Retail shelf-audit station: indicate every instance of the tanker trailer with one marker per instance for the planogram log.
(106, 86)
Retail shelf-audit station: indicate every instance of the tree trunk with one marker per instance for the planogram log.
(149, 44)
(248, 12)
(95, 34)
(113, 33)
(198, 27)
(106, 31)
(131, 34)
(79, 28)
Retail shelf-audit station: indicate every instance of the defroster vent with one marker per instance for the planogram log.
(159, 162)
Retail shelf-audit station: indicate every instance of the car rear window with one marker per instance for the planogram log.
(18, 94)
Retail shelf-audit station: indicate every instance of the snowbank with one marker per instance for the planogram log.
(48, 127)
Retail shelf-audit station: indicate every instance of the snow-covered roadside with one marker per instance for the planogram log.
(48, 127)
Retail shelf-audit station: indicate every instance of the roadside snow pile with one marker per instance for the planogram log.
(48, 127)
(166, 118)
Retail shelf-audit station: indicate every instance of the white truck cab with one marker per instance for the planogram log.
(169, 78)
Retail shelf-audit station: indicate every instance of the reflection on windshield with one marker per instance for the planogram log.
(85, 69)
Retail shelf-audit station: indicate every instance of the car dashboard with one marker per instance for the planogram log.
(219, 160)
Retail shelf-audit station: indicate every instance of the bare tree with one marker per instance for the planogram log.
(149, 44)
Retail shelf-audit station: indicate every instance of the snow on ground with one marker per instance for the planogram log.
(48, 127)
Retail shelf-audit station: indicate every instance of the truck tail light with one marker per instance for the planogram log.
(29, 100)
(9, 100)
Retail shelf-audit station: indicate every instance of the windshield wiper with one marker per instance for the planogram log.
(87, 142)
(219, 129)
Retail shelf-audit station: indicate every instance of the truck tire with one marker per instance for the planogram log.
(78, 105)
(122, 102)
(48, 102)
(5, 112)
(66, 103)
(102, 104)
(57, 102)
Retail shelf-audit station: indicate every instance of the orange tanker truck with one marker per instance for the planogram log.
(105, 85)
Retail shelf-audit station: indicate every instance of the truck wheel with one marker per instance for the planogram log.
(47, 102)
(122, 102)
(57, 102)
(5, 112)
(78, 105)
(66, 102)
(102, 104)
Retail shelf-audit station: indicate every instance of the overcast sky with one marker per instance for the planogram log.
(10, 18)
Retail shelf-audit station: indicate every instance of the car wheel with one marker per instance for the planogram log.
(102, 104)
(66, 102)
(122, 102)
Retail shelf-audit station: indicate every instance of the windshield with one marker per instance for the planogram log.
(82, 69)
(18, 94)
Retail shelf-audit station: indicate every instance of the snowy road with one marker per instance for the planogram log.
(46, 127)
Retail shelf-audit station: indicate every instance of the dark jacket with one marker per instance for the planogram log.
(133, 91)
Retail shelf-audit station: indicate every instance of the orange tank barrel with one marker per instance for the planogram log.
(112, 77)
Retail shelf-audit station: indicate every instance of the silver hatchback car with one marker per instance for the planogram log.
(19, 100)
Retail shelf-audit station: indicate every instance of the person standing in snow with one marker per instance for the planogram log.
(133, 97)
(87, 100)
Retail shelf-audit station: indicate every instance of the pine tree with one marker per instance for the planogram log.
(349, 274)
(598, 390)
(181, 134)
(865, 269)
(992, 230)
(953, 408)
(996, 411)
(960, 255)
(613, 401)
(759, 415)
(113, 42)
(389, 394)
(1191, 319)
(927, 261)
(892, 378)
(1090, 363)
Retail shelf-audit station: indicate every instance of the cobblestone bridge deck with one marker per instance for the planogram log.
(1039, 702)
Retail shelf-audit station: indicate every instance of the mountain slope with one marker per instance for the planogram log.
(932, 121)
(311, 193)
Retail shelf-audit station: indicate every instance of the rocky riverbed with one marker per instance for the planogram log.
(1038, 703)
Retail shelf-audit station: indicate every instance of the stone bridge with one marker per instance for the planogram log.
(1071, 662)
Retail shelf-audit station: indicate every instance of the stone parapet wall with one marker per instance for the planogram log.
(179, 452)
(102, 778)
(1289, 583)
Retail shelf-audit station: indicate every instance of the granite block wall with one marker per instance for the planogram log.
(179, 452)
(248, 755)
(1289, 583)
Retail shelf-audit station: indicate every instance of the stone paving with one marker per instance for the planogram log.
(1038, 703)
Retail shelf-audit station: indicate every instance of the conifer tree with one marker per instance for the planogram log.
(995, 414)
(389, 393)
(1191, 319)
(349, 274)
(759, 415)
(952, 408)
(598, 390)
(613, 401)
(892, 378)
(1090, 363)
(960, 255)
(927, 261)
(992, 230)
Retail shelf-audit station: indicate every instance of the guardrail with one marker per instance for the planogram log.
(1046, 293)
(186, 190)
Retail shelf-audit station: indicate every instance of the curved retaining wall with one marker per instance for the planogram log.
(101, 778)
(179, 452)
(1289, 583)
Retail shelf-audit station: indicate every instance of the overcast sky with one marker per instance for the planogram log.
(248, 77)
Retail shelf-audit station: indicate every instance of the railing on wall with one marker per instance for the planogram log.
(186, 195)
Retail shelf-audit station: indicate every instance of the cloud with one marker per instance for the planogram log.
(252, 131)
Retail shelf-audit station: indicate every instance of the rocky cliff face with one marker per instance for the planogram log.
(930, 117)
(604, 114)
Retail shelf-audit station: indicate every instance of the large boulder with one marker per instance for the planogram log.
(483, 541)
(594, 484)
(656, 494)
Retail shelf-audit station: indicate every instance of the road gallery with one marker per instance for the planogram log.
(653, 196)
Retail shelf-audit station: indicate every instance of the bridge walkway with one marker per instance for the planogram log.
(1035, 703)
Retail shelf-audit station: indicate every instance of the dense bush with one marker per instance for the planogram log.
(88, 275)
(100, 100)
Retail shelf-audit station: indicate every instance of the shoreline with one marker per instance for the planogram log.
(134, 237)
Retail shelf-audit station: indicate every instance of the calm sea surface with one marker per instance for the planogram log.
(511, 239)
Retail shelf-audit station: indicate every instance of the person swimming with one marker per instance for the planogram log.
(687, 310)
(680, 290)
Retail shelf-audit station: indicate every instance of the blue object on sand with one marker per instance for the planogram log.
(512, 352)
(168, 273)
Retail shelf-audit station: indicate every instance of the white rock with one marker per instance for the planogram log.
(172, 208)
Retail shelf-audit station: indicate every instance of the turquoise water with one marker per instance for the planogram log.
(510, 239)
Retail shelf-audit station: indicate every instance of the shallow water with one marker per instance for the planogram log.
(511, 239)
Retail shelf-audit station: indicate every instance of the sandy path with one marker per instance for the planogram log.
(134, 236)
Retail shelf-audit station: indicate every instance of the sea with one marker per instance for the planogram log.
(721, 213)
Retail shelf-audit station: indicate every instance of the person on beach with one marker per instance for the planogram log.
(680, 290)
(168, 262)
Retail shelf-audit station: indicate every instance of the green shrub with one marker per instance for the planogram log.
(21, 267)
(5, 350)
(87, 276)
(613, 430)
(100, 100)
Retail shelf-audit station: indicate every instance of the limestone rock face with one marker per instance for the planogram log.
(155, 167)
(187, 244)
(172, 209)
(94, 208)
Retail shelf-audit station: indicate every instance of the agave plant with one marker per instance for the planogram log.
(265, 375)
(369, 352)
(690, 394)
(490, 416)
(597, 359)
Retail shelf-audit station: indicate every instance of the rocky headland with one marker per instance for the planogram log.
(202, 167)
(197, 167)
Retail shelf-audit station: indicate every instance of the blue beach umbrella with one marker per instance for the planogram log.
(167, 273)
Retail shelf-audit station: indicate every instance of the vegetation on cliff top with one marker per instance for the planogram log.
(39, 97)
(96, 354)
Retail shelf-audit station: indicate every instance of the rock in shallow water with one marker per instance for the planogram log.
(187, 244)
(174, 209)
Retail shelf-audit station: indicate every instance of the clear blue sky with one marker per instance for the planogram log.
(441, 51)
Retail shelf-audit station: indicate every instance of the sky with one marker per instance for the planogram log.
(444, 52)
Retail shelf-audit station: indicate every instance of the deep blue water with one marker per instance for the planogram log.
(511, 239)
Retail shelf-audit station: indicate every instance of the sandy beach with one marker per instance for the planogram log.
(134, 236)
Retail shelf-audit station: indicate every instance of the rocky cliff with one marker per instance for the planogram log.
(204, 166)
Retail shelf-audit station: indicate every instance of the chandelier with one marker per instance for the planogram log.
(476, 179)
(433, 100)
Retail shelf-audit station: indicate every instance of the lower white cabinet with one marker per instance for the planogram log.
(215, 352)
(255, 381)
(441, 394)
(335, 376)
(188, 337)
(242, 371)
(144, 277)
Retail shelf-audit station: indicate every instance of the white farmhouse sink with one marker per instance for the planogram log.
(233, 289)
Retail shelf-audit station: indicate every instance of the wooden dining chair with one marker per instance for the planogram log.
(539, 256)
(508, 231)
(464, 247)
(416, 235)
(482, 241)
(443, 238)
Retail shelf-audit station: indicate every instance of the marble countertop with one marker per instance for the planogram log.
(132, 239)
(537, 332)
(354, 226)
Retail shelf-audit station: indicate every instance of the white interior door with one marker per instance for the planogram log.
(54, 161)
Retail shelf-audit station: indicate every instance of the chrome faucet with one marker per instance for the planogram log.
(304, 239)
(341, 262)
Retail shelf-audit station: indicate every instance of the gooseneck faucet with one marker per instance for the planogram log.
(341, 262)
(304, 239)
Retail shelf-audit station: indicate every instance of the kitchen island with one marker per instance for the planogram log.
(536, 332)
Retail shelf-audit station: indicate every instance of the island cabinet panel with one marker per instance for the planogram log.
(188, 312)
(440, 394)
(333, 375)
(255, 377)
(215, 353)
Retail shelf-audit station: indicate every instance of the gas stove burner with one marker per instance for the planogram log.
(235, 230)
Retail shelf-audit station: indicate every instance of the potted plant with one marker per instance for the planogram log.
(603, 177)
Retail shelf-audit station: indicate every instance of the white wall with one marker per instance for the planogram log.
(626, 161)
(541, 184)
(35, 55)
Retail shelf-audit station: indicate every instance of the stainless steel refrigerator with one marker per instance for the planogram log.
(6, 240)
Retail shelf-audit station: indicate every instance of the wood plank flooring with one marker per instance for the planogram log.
┄┄┄┄┄┄
--- Set task ---
Extract every line from the one containing "Retail shelf-audit station: indicate every instance of the gas" through the last line of the data, inclusive, exactly as written.

--- Finished exercise ---
Retail shelf-audit station: indicate every instance of the gas stove burner with one marker per instance for the planogram log.
(235, 230)
Retail shelf-audit station: indicate every instance of the potted plant with one marker per instance for the planogram log.
(603, 177)
Retail shelf-audit station: indicate every instance of the white wall with one marker per instance for the planogram log.
(626, 161)
(541, 184)
(35, 55)
Retail shelf-audit station: indicate every instance of the stainless steel refrigerator with one marker per instance for the planogram log.
(6, 240)
Retail shelf-audit station: indicate every instance of the wood plank flooring with one marker per instance for the planogram log.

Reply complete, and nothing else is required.